### Objective
Will you copy, word for word, everything in the records below from the line containing "the car tire" down to the line containing "the car front", with both of those lines included?

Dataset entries
================================

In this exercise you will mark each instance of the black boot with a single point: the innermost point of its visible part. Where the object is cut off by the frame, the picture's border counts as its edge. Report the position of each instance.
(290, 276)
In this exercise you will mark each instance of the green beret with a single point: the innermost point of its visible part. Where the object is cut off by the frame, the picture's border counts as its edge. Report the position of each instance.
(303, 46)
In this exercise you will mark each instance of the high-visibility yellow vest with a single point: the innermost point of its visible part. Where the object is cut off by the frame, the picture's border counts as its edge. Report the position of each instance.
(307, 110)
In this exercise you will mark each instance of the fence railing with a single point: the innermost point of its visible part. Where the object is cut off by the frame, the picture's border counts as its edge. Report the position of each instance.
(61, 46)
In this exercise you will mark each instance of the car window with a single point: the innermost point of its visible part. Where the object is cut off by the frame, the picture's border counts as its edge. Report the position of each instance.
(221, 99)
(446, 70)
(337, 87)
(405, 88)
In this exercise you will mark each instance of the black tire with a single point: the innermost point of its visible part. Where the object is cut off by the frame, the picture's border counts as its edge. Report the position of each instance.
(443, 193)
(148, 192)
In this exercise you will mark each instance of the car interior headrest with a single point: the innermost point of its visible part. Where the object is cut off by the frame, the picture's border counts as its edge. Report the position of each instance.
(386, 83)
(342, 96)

================================

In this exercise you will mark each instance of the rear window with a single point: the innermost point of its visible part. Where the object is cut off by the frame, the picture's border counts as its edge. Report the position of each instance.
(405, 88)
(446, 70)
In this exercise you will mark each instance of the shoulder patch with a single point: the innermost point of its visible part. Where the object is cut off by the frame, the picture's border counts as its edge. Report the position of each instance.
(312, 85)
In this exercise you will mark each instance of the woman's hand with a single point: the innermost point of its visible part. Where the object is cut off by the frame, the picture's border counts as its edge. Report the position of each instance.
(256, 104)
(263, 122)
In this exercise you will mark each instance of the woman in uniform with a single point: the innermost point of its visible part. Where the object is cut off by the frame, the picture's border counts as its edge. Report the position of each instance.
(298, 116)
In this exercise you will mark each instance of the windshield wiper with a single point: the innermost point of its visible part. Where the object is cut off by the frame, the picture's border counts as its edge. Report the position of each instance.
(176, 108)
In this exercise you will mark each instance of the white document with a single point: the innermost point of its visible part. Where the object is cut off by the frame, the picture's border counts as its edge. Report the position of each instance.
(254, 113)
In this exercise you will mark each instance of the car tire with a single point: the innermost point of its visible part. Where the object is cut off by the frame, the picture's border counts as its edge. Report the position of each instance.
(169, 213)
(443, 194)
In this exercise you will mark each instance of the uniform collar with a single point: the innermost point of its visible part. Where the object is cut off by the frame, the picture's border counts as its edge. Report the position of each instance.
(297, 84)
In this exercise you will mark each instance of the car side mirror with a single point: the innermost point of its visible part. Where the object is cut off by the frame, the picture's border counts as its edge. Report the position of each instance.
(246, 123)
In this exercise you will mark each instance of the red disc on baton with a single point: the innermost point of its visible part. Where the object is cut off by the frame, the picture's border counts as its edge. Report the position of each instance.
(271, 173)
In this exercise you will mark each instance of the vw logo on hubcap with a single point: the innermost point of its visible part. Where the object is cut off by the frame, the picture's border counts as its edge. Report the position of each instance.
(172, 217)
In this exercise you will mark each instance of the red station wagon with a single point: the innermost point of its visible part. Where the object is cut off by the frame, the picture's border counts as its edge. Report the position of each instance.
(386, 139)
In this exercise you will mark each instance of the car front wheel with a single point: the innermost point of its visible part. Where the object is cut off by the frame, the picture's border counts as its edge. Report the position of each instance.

================================

### Written answer
In this exercise you will mark each instance of the car tire with a single point: the innermost point of its visible part. Where the object is cut off by the frame, the picture's border counts as its edge. Report the position of each instance.
(169, 213)
(443, 194)
In this exercise you will mark each instance of the uniform collar with a single point: the innermost point of its visible part. Where the object is cut off by the frame, the picture's border counts as its edge. Report the position of each instance.
(297, 84)
In this exercise you will mark each instance of the car side mirror with a single point: the innermost point of its visible part. Where the object is cut off by the frame, the picture's border counts as its edge. Report the position of each instance.
(246, 123)
In this exercise you will mark each instance of the red disc on baton with a single point: the innermost point of its visible part. Where the object is cut off by the frame, the picture's border counts as its edge. Report the position of each instance.
(271, 173)
In this exercise you will mark each instance of the vw logo on hubcap with a single point: the innermost point of its visible part. Where the object is cut off by the frame, the picture's border counts as its edge. Report the position of each instance.
(172, 217)
In this exercise you will mark each instance of the red station wagon with a single point: the innermost point of its visible part. Where the object is cut off by the frame, the picture's border counts as its edge. Report the position of each instance.
(386, 139)
In this exercise you will mark each instance of the car front wheel with a single point: the innermost point of its visible part. Where the object is cut off by the frame, the picture's border counts as its edge. Report the position of each instance.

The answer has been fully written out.